# WHAT TO DO:
Among the lines below, take the one holding "Pressing-analysis tagging request: spot the man with", the one holding "Pressing-analysis tagging request: spot the distant", and all lines between them. Set them down exactly.

[EXTRACTED ENTRIES Boundary: Start]

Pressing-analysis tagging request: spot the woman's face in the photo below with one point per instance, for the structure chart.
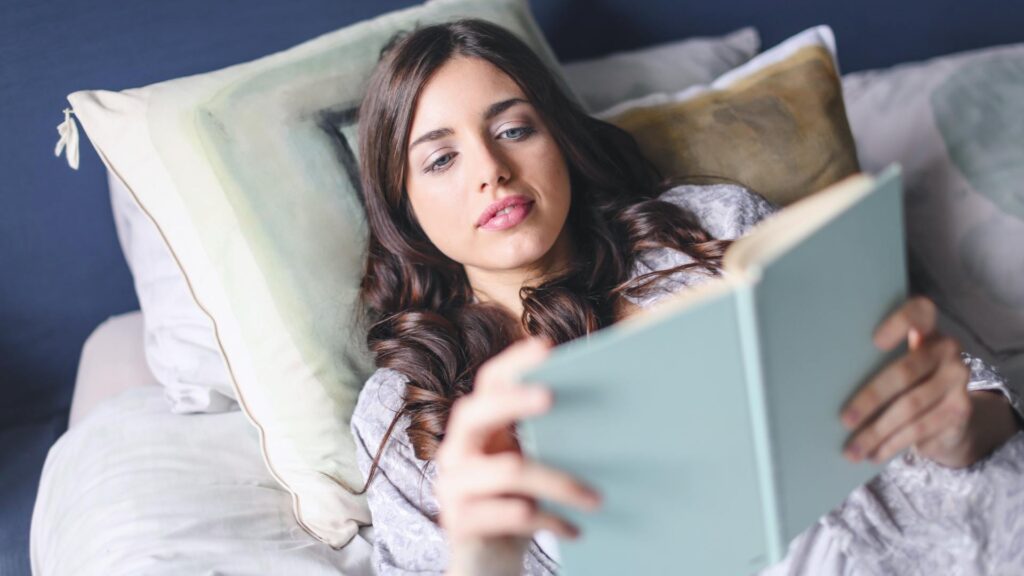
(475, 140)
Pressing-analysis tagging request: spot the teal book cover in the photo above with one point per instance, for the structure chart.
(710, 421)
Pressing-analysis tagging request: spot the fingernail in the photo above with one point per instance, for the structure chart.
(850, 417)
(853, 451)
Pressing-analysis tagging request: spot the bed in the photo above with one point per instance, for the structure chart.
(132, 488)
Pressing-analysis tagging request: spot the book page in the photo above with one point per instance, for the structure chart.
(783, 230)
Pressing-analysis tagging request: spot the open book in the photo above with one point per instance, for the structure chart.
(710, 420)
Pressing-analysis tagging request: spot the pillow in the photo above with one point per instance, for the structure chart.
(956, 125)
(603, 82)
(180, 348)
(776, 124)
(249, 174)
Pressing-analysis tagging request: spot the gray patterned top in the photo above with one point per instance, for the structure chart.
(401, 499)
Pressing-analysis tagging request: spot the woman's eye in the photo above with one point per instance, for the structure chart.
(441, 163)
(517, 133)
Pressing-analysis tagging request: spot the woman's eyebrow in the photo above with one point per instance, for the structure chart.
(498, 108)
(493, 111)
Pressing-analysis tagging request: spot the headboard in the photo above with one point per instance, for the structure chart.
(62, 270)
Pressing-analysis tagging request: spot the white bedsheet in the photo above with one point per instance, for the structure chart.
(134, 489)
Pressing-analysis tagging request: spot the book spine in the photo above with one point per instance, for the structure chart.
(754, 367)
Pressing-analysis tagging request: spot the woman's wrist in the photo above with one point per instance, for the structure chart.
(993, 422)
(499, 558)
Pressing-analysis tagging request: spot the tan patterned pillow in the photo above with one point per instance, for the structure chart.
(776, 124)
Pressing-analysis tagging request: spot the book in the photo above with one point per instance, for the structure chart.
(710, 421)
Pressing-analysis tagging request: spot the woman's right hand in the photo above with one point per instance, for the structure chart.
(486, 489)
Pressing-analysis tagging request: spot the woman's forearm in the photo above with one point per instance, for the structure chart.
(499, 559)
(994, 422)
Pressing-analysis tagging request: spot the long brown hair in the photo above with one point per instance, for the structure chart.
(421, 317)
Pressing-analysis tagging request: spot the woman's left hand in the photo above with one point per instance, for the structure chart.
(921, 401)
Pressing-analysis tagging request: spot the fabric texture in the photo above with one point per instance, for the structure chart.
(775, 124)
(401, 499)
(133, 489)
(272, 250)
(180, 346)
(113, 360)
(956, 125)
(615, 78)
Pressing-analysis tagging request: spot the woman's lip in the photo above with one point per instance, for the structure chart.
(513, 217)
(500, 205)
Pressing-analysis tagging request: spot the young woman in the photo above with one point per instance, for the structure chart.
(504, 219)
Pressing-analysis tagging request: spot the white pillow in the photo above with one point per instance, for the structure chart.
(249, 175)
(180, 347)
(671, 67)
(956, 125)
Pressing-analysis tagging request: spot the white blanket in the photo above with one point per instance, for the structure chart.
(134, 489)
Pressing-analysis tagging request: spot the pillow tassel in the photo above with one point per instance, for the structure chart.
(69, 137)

[EXTRACTED ENTRIES Boundary: End]
[EXTRACTED ENTRIES Boundary: Start]

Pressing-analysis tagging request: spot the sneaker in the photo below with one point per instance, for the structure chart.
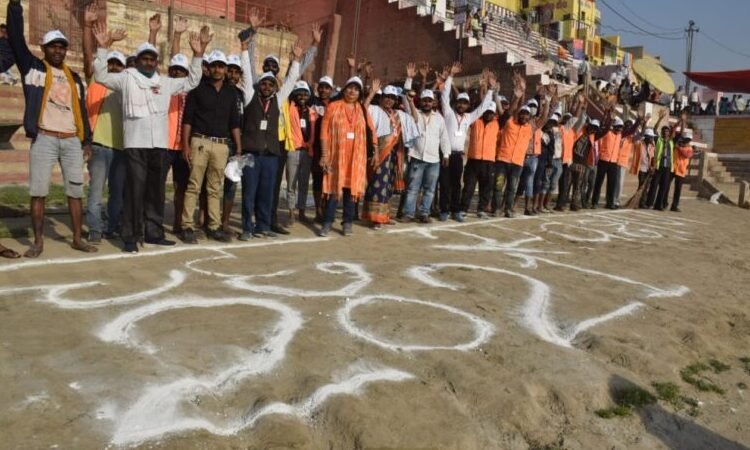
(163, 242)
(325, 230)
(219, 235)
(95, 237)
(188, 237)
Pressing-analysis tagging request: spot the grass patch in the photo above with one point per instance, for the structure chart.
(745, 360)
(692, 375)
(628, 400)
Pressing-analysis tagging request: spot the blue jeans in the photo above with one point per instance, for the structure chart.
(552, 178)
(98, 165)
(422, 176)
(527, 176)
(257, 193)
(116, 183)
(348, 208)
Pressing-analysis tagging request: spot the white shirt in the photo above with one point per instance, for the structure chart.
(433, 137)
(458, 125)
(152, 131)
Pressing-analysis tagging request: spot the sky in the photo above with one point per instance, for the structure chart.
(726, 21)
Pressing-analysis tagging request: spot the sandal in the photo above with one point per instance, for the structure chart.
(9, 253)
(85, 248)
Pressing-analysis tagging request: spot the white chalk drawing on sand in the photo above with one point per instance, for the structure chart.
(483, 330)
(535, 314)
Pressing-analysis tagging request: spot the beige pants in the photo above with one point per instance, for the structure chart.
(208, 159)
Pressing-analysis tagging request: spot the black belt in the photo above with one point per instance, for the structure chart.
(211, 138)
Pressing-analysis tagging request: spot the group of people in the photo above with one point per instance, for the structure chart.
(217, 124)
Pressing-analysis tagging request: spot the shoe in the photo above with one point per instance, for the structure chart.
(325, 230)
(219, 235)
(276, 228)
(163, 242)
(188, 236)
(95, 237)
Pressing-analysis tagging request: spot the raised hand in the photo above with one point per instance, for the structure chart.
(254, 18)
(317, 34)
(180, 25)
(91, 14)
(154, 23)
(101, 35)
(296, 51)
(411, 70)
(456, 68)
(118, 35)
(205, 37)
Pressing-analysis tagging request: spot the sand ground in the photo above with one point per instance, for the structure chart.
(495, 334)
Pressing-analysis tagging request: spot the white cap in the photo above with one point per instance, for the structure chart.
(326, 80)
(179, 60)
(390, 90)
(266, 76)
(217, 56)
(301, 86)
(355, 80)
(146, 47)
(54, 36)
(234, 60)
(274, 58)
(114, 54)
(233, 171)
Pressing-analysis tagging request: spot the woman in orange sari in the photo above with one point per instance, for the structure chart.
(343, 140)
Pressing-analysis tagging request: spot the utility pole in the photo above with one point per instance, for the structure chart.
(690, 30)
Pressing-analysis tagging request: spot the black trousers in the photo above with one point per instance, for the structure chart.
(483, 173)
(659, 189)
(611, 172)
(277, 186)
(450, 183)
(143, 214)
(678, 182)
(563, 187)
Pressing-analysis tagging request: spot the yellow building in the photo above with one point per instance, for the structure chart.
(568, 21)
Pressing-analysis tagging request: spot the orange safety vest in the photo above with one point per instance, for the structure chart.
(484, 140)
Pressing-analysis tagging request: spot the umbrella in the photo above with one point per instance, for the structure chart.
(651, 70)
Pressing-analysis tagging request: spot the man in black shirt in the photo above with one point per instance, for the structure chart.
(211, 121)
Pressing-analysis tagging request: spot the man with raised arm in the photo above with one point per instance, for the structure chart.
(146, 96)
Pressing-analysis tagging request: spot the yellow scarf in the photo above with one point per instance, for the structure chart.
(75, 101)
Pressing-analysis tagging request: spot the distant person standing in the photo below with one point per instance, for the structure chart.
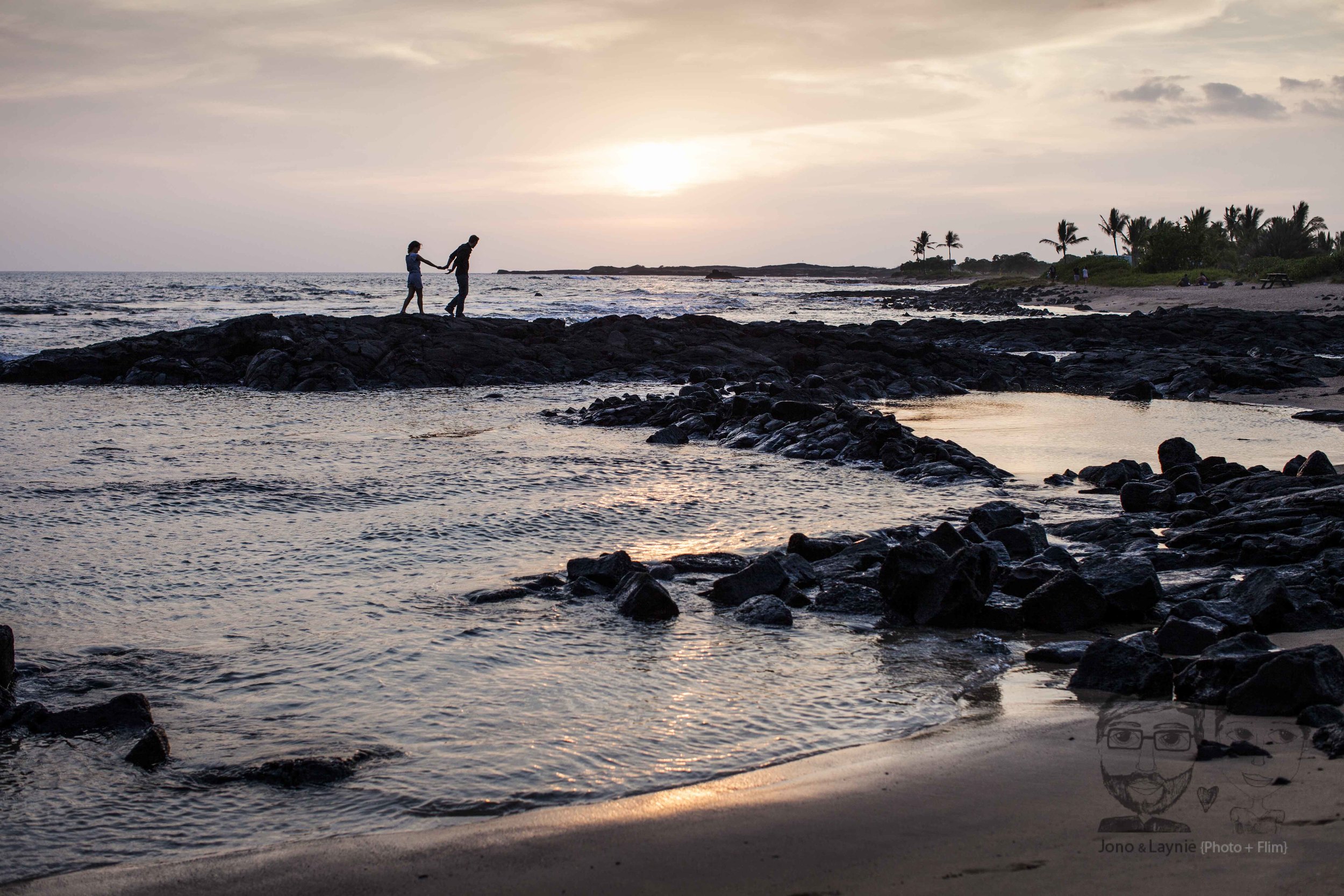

[EXTRACTED ENTRIES Boundary: End]

# WORKED SOLUTION:
Pressing-analysis tagging request: spot the man with raised arm in the photo above with one point per instance, for the structure chart.
(146, 96)
Pressing-analysis tagging request: spot the yellow scarf in the photo above with one point per instance, for the structure chart.
(75, 101)
Pressing-analysis tagging request: spot the distant person standing in the photo below with one point per instance, for the structure chart.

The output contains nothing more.